Excerpt to read =>
== == ==
Meet the woman at the forefront of the global quantum race


From smashing the blockchain and creating sci-fi-worthy AI, to destroying online encryption, quantum computing threatens much and promises more. Australians are at the forefront of this new world.
  • In June this year, the world’s first integrated circuit made from individual atoms was unveiled.
  • Quantum computing has raised a lot of expectations: from its prophesised ability to quickly develop complex drugs or streamline city traffic flows, to breezing through existing computer encryption, smashing the blockchain.
  • There’s an international race with some of the world’s best minds competing to be the first to unleash all this disruption.
Michelle Simmons. Image source: Mick Bruzzese

Michelle Simmons can’t quite believe that her PR people asked Forbes Australia if 4am was okay for an interview.  “They did not,” she says, embarrassed that others are being invited to fit into her own punishing schedule.  

The UNSW Scientia Professor is busy in a way that could be understood only by those who are running an academic institution plus a private company going through a $130-million capital raising – all while raising three teenage sons and transforming the worlds of computing and physics as we know them.
== == ==
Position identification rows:

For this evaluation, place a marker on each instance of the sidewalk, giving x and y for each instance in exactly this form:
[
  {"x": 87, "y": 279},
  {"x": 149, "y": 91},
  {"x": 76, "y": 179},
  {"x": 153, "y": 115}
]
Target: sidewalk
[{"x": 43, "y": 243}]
== == ==
List of tasks =>
1. Reproduce the position identification rows verbatim, omitting nothing.
2. Continue the article on Michelle Simmons and the quantum computing race, beginning after its final sentence.
The article and the position identification rows have no connection to each other.

Exercise results =>
1.
For this evaluation, place a marker on each instance of the sidewalk, giving x and y for each instance in exactly this form:
[
  {"x": 87, "y": 279},
  {"x": 149, "y": 91},
  {"x": 76, "y": 179},
  {"x": 153, "y": 115}
]
Target: sidewalk
[{"x": 43, "y": 243}]

2.
The company she heads, Silicon Quantum Computing (SQC), is at the forefront of the race to develop the first practical quantum computer – a piece of tech that has been predicted to outperform existing computers by many thousands of times, perhaps many thousands of years. 

Quantum computing has raised a lot of expectations: from its prophesised ability to quickly develop complex drugs or streamline city traffic flows, to breezing through existing computer encryption, smashing the blockchain and breeding the type of artificial intelligence that’s been scaring sci-fi fans out of their tinfoil hats for a generation. 

There’s an international race with some of the world’s best minds competing to be the first to unleash all this disruption. SQC might be Australia’s fastest horse in the race, but there’s a collection of 200 researchers across seven universities with 19 co-ordinated programs, the government-funded Centre of Excellence for Quantum Computation and Communication Technology, which is also headed by Simmons.    

 In the same building on the UNSW campus in Sydney’s Kensington, a separate company, Diraq, with 25 staff scientists was spun from that vortex in May. It is headed by the equally qualified UNSW Scientia Professor, Andrew Dzurak, and touts its potential to win this billion-dollar race for scientific immortality. 

“There’s no point going into business if you don’t intend to win,” says Dzurak.

Andrew Dzurak. Image source: Supplied

Six kilometres away, on Physics Road at Sydney University, there’s a team of 30-odd scientists working as part of the worldwide Microsoft push for quantum supremacy. They’re at the back of the field for now, but are warning everyone not to write them off.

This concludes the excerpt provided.